[start DATA EXCERPTS]

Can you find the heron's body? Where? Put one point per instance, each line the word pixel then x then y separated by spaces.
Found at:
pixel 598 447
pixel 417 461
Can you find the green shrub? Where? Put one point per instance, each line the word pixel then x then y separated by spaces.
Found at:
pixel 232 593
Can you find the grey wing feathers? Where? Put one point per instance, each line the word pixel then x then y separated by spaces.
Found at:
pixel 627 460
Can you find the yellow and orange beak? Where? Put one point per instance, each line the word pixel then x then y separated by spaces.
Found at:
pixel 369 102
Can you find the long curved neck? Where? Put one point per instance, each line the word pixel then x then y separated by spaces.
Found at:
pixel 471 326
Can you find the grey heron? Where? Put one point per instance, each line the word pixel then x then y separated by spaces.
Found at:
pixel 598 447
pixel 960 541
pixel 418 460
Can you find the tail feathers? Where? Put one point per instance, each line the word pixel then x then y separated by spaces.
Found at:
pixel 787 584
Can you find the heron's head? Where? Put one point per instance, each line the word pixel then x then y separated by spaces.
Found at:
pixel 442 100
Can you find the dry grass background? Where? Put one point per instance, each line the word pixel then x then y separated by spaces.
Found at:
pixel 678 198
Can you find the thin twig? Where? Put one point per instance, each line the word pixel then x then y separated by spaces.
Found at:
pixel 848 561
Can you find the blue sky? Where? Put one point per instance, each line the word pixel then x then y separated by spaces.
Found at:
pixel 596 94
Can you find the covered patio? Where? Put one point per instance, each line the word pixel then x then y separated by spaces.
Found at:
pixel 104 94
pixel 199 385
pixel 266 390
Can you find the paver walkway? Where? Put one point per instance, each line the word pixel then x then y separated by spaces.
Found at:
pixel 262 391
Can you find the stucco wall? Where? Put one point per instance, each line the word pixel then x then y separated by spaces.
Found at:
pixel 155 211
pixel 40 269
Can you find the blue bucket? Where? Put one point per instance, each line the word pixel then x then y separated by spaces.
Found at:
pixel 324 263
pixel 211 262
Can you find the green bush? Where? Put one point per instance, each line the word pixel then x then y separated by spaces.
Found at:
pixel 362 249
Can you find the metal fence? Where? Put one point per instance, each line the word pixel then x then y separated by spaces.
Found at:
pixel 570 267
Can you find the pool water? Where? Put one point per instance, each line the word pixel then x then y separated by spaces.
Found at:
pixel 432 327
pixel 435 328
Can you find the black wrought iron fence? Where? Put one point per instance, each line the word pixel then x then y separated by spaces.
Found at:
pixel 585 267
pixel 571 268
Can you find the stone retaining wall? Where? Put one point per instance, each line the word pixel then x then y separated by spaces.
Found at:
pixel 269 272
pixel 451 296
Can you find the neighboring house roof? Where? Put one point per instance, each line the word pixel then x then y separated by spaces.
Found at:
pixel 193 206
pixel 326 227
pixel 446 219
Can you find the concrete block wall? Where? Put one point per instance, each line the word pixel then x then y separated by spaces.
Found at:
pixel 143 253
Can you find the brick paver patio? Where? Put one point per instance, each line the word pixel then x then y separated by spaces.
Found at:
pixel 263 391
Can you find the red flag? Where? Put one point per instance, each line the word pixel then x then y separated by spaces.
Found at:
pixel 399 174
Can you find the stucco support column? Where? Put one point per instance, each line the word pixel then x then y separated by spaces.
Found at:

[end DATA EXCERPTS]

DIRECTIONS FOR THIS TASK
Please retype, exactly as written, every line from the line containing "Can you find the metal" through the last line of the records above, including both of those lines, and nothing else.

EXERCISE SOLUTION
Can you find the metal fence? Where? Put one point per instance, each line the word pixel then x then y separated by spaces.
Found at:
pixel 570 267
Can you find the pool water? Where? Put one point per instance, each line the word pixel then x then y separated by spaces.
Found at:
pixel 432 327
pixel 435 328
Can you find the black wrought iron fence? Where? Put one point per instance, each line the word pixel then x then y separated by spaces.
Found at:
pixel 585 267
pixel 571 268
Can you find the stone retaining wall? Where? Put one point per instance, each line the word pixel then x then y separated by spaces.
Found at:
pixel 269 272
pixel 451 296
Can you find the neighboring house roof? Where? Put one point per instance, each line the word pixel then x then y separated by spaces.
Found at:
pixel 193 206
pixel 326 227
pixel 446 219
Can you find the concrete block wall? Where? Put one point per instance, each line the word pixel then x then y separated by spaces.
Found at:
pixel 143 253
Can you find the brick paver patio? Where? Put one point per instance, each line the word pixel then x then y separated by spaces.
Found at:
pixel 263 391
Can you find the red flag? Where? Put one point per instance, each line the word pixel then x then y separated by spaces.
Found at:
pixel 399 174
Can you find the stucco support column? Where? Put one point per instance, each line the word pixel then x then y separated by spaces.
Found at:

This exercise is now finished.